▶ [Excerpted passage]
==*==

Date: Sun, 19 Nov 2023 15:07:58 -0500
On 11/19/2023 2:35 PM, Timothe Litt via curl-library wrote:
>
> While I agree that a struct timespec* would be a better choice,
> consistency in an API is important.
>
> All the other _MS functions could also use a stuct timespec (you get
> nanoseconds).
>
> Perhaps a (CURLOPT_PRECISE_TIMEOUT, {CURLOPT_SERVER_RESPONSE_TIMEOUT,
> ...}, struct timespec*)?
>
> This would reduce the CURLOPT namespace intrusion...
>
> One could also include an enum to specify that the reference is to a
> timespec (vs. some future picosecond structure, or even integer
> seconds, usec (struct timeval *), jiffies - or whatever else the
> future brings.)

==*==

▶ [Provided information]
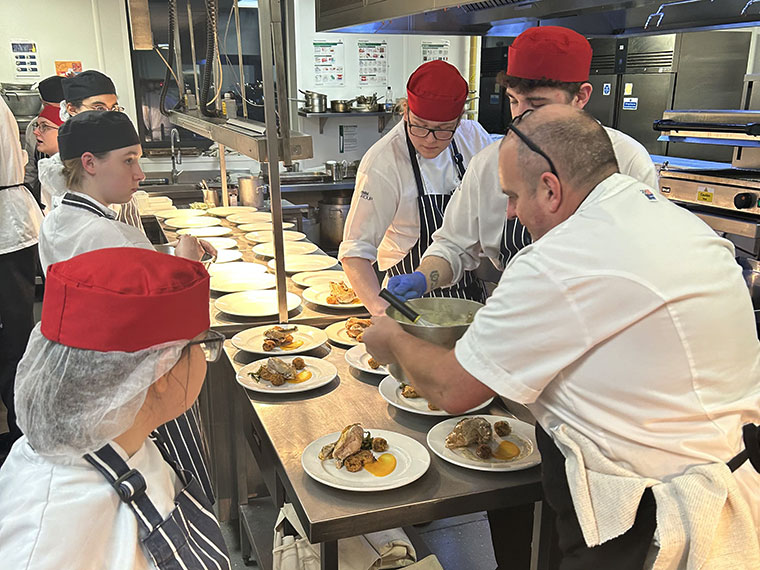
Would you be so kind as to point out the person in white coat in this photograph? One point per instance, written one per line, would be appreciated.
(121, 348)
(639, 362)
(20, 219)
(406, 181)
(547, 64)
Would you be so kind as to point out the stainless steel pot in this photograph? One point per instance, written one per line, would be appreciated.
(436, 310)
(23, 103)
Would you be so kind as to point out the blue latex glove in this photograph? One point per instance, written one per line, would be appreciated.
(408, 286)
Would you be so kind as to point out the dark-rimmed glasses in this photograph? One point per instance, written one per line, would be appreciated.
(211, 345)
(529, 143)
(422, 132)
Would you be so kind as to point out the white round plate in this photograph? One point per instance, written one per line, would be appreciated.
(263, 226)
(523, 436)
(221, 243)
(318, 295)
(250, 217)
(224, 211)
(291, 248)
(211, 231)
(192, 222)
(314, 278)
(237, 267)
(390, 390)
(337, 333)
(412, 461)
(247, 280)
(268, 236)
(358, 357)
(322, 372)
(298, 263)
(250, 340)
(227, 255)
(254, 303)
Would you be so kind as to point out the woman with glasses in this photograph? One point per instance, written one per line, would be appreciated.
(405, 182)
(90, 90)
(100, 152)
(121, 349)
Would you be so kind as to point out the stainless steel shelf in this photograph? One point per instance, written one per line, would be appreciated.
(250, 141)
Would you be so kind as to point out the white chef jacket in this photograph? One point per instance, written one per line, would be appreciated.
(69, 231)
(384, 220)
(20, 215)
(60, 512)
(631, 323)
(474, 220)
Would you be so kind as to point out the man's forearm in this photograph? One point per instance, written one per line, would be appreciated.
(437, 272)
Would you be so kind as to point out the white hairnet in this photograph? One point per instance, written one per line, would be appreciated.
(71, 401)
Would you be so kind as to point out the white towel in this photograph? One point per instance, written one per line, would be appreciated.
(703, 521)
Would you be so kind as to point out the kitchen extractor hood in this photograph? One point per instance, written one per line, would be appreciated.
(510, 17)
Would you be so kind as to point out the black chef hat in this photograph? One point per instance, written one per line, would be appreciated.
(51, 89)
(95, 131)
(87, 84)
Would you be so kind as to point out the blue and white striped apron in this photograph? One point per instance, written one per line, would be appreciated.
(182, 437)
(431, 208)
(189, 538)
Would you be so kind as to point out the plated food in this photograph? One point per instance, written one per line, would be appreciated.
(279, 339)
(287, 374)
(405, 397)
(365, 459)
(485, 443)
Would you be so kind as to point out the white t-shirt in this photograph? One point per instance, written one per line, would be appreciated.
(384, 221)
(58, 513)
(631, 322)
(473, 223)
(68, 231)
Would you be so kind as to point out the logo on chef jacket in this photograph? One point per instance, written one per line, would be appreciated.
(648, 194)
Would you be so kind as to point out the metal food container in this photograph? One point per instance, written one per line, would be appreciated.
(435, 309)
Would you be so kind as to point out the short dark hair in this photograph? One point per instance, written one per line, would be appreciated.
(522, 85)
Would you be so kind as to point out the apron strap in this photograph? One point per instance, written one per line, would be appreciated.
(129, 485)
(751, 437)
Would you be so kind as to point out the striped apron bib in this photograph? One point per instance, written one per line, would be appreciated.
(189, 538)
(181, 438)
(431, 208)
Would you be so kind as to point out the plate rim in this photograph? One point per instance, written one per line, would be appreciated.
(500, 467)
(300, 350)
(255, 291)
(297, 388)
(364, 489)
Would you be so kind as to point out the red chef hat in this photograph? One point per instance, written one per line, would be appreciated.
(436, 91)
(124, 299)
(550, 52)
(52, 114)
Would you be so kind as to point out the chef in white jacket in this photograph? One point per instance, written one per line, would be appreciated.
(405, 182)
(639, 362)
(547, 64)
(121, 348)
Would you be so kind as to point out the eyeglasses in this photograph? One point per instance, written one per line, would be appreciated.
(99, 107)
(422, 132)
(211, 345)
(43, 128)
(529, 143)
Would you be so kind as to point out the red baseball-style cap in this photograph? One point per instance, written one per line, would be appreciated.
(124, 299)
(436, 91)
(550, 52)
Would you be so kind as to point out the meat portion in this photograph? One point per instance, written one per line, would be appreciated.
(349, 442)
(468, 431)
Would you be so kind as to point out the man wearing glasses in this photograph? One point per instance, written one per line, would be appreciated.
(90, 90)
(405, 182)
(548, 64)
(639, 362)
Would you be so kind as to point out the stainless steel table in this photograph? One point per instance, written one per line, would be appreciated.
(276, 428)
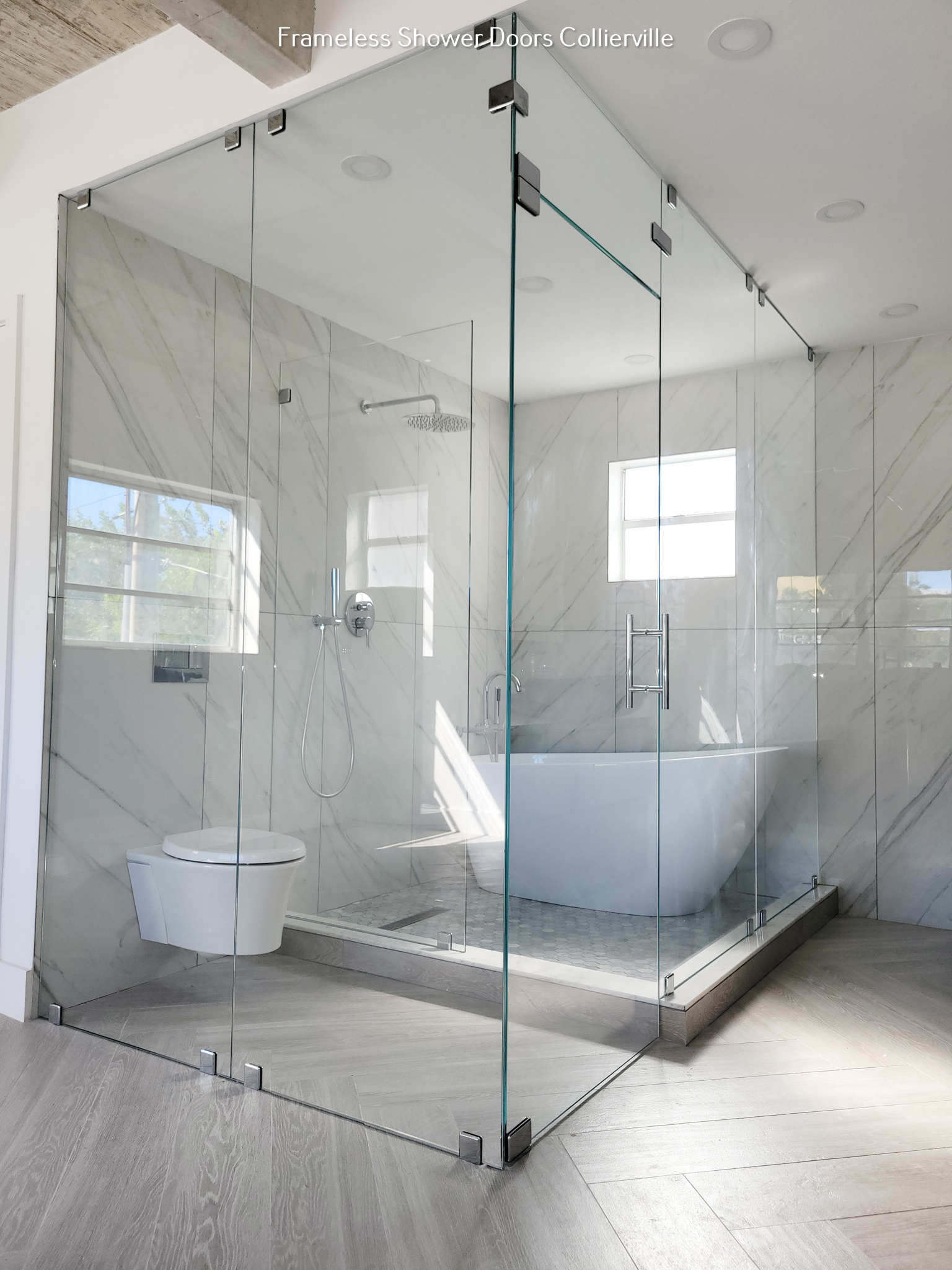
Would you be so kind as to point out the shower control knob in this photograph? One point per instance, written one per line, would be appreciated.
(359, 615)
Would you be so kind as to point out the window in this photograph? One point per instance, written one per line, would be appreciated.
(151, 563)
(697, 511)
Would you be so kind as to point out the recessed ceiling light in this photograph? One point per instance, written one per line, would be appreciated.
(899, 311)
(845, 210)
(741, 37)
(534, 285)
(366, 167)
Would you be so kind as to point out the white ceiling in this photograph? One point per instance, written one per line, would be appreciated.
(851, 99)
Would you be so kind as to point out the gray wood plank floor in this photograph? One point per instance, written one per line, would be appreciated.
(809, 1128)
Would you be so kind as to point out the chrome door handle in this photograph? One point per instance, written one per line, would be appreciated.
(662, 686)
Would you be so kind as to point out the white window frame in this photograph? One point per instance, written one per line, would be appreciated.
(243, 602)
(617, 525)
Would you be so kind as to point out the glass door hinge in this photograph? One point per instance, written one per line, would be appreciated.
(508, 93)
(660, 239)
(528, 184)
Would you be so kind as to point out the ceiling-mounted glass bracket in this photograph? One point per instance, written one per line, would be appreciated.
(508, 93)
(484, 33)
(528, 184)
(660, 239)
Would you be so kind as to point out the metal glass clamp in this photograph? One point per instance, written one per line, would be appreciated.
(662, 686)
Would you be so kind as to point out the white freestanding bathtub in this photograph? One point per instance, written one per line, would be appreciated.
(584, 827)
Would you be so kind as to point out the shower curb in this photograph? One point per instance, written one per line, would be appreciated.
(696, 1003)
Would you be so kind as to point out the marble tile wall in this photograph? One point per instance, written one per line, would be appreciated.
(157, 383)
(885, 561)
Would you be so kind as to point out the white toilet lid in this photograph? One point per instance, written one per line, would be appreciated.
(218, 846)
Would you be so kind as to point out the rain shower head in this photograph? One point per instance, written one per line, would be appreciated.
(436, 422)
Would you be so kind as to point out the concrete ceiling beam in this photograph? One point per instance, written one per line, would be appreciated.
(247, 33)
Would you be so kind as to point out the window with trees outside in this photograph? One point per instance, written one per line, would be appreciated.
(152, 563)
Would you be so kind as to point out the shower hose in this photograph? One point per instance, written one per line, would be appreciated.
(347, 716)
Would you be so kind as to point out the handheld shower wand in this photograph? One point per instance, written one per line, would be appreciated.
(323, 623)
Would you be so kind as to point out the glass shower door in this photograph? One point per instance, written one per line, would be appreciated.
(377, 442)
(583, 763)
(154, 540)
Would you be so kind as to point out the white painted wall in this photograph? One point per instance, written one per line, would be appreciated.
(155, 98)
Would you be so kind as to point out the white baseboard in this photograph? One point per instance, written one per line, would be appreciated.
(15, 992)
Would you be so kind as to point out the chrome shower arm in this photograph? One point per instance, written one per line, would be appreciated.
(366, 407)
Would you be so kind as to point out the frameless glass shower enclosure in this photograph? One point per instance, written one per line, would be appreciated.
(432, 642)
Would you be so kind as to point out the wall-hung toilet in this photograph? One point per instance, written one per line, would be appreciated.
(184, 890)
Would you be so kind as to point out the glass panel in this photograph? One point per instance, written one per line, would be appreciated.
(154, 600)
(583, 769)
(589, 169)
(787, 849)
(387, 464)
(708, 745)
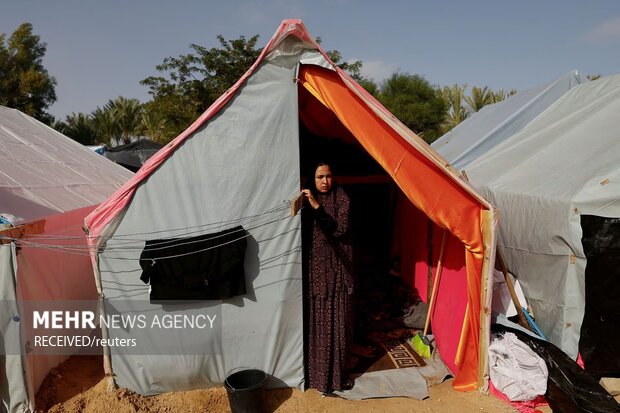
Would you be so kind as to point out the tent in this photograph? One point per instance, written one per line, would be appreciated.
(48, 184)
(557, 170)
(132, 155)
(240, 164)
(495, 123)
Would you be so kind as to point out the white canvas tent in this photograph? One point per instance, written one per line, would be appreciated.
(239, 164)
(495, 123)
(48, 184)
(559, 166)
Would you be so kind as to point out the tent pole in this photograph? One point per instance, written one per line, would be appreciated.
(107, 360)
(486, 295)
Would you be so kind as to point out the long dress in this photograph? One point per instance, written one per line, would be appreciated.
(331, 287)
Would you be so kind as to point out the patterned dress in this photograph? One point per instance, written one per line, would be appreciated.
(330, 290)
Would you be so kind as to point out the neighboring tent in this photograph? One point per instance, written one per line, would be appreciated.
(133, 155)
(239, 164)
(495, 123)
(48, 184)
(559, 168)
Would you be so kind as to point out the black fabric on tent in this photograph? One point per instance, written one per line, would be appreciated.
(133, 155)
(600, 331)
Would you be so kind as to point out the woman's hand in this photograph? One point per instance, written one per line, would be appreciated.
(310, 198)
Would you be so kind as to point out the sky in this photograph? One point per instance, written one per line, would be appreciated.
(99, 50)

==*==

▶ [Exercise brief]
Reproduce the mailing-list message above word for word, beginning at the words "Date: Sun, 19" and stopping after the words "API is important.".

▶ [Exercise response]
Date: Sun, 19 Nov 2023 15:07:58 -0500
On 11/19/2023 2:35 PM, Timothe Litt via curl-library wrote:
>
> While I agree that a struct timespec* would be a better choice,
> consistency in an API is important.